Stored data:
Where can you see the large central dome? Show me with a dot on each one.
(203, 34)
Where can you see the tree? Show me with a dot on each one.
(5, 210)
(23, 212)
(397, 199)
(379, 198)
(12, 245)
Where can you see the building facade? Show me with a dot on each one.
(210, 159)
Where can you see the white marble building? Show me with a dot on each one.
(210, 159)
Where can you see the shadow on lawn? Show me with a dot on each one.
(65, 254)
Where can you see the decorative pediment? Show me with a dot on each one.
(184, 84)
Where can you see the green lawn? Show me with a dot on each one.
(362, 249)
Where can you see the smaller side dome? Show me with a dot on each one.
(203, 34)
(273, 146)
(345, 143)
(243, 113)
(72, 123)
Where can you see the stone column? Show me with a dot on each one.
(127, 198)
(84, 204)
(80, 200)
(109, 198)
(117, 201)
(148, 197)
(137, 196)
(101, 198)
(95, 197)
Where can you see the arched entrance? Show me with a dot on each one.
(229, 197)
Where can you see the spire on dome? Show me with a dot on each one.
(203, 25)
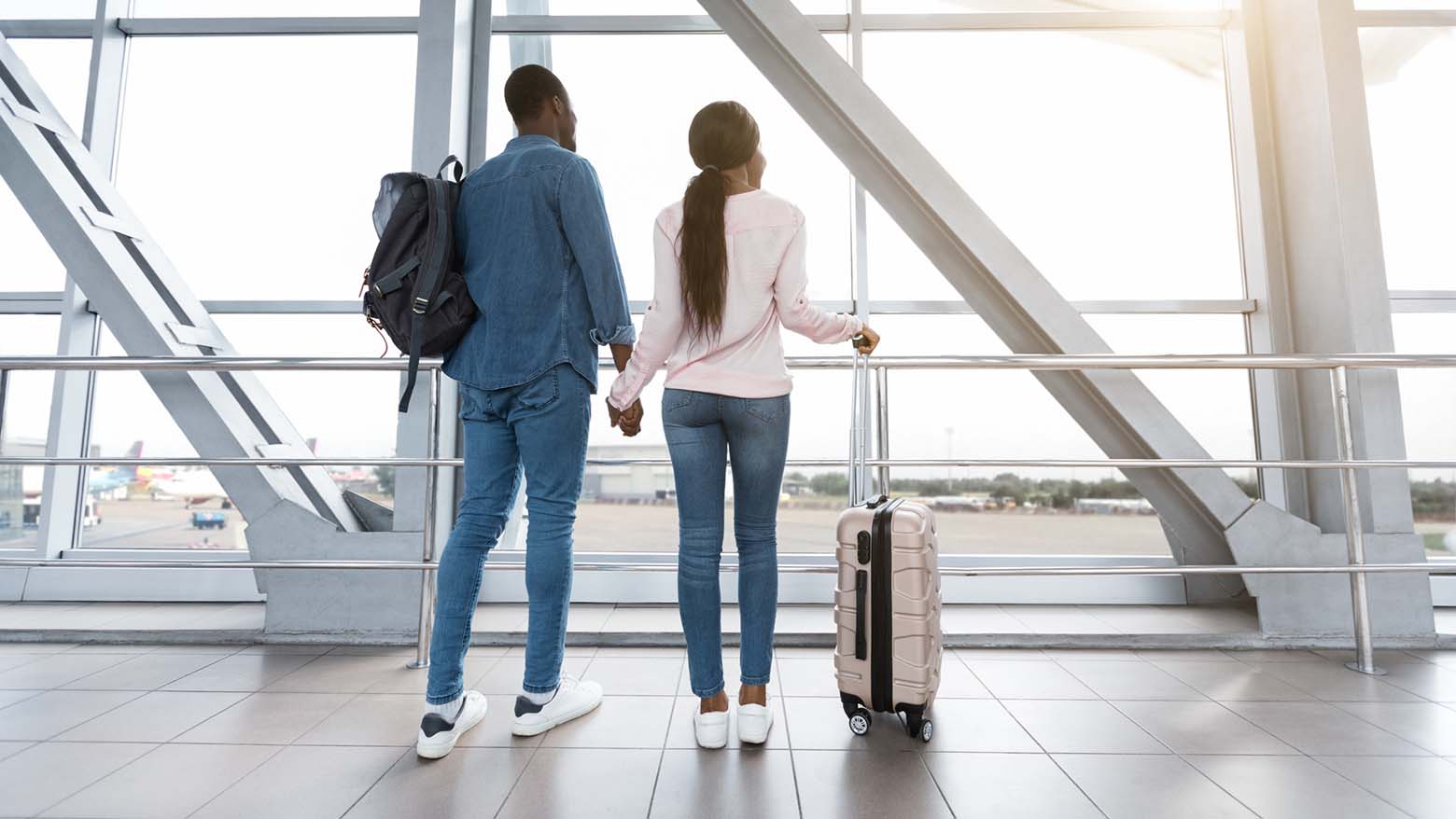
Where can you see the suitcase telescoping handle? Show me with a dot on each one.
(860, 488)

• Aim of the exercise
The data above should be repeated in full and exactly, with no pictures carried over.

• Output of the task
Where can you see the large central dome? Show me with a dot on each one.
(203, 34)
Where can you see the tree? Show me with a dot on each one.
(5, 210)
(23, 212)
(397, 199)
(379, 198)
(12, 245)
Where can you see the building facade? Show me with a dot on each one.
(210, 159)
Where can you see the white marble building? Show me with a dot on each one.
(210, 159)
Where can you see the shadow on lawn? Show me with a dot on each one.
(65, 254)
Where can you see the decorative pediment? Show me with a dot on each one.
(184, 84)
Where can you see the green lawn? Show me with a dot on each one.
(362, 249)
Where can you see the smaller side dome? Show me with a dot on each one.
(203, 34)
(273, 146)
(345, 143)
(243, 113)
(72, 123)
Where can you see the stone column? Show me with a dot on each one.
(127, 198)
(84, 204)
(80, 200)
(109, 198)
(117, 201)
(148, 197)
(137, 196)
(101, 198)
(95, 197)
Where can you see the arched entrance? Show me with a dot on each one.
(229, 197)
Where can you see the spire on dome? Show me with a dot on each one.
(203, 25)
Where can you see the suitcase telescoping handle? Show me with a dot on each one.
(860, 488)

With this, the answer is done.